*読解用抜粋*
______________________________
最後に、「九州・沖縄」という地域の特殊性をとらえたうえで、新たな平和戦略を構築していくことを提起したいと思います。この「九州・沖縄」には、沖縄、佐世保という二つの(岩国を含めれば三つ)米軍基地があるばかりでなく、広島とならぶ被爆都市である長崎や最後の地上戦が行われた沖縄という、戦争とかかわるさまざまな特色を持った都市を抱えています。また、朝鮮戦争やベトナム戦争、さらには湾岸戦争・対ユ−ゴ戦争(NATO空爆)の時には米軍出撃の最前線基地になったばかりでなく、新ガイドライン以後の安全保障政策のなかで、今まで以上に危険な役割を負わせられる可能性が高まっています。わたしたちは、こうした九州・沖縄地域の最前線化と戦略的価値の高まりという現実を正しく認識するとともに、沖縄と佐世保・岩国の連携ばかりでなく、沖縄・韓国(アジア)間の連帯の動きを九州全体にも広げて、地域間の平和ネットワ−クを確立・強化して地域から平和戦略を提起していくことが求められていると思います。現在の危機的状況は、平和運動の側にとっては確かに厳しいものがありますが、ピンチはそれとは逆のチャンスにすることもできるということで粘り強い取り組みを今後とも展開していく必要があるのではないでしょうか。
______________________________
*取り組む課題 A*
九州・沖縄についての文章の「最後に、「九州・沖縄」という」から「があるのではないでしょうか。」までを、「平和戦略」を「平和構想」に置き換えて書き直せ。
*取り組む課題 B*
九州・沖縄についての文章をもとに、次の問いに答えよ。
(i) 九州・沖縄にある二つの米軍基地として挙げられている地名は何か。
(ii) 広島とならぶ被爆都市として挙げられている都市はどこか。
(iii) 九州全体にも広げるべきだとされているのは、どこの間の連帯の動きか。

*提供資料*
______________________________
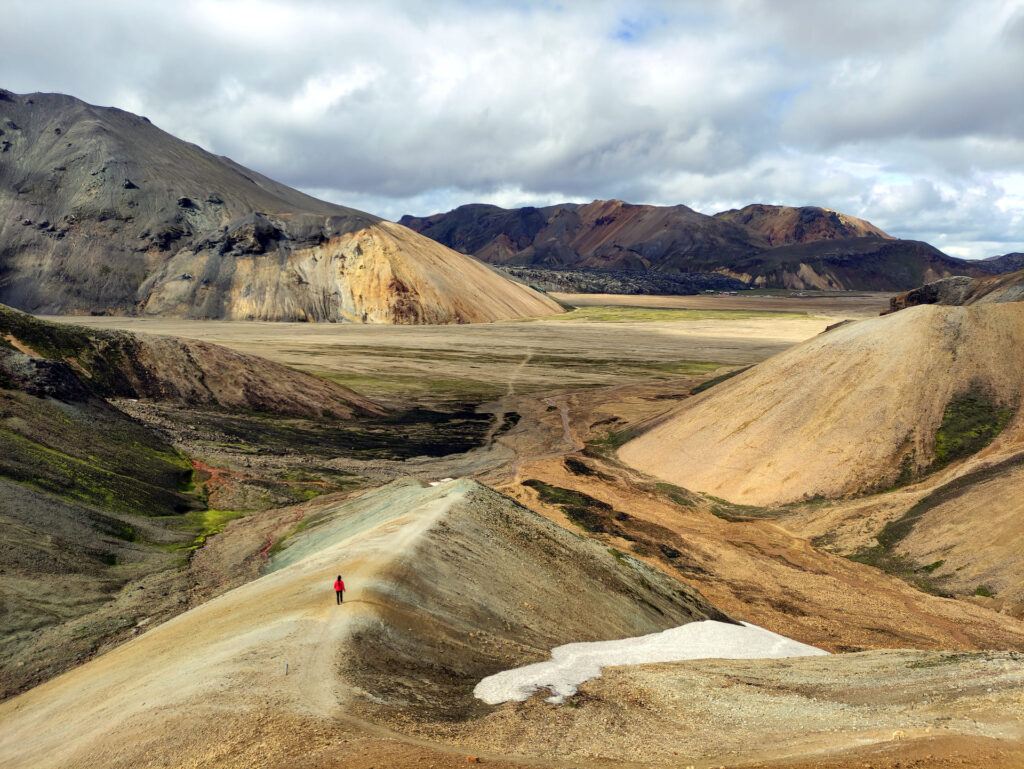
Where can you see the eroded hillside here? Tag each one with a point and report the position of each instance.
(101, 212)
______________________________
*出力結果 A*
最後に、「九州・沖縄」という地域の特殊性をとらえたうえで、新たな平和構想を構築していくことを提起したいと思います。この「九州・沖縄」には、沖縄、佐世保という二つの(岩国を含めれば三つ)米軍基地があるばかりでなく、広島とならぶ被爆都市である長崎や最後の地上戦が行われた沖縄という、戦争とかかわるさまざまな特色を持った都市を抱えています。また、朝鮮戦争やベトナム戦争、さらには湾岸戦争・対ユ−ゴ戦争(NATO空爆)の時には米軍出撃の最前線基地になったばかりでなく、新ガイドライン以後の安全保障政策のなかで、今まで以上に危険な役割を負わせられる可能性が高まっています。わたしたちは、こうした九州・沖縄地域の最前線化と戦略的価値の高まりという現実を正しく認識するとともに、沖縄と佐世保・岩国の連携ばかりでなく、沖縄・韓国(アジア)間の連帯の動きを九州全体にも広げて、地域間の平和ネットワ−クを確立・強化して地域から平和構想を提起していくことが求められていると思います。現在の危機的状況は、平和運動の側にとっては確かに厳しいものがありますが、ピンチはそれとは逆のチャンスにすることもできるということで粘り強い取り組みを今後とも展開していく必要があるのではないでしょうか。

*出力結果 B*
(i) 沖縄と佐世保
(ii) 長崎
(iii) 沖縄・韓国(アジア)間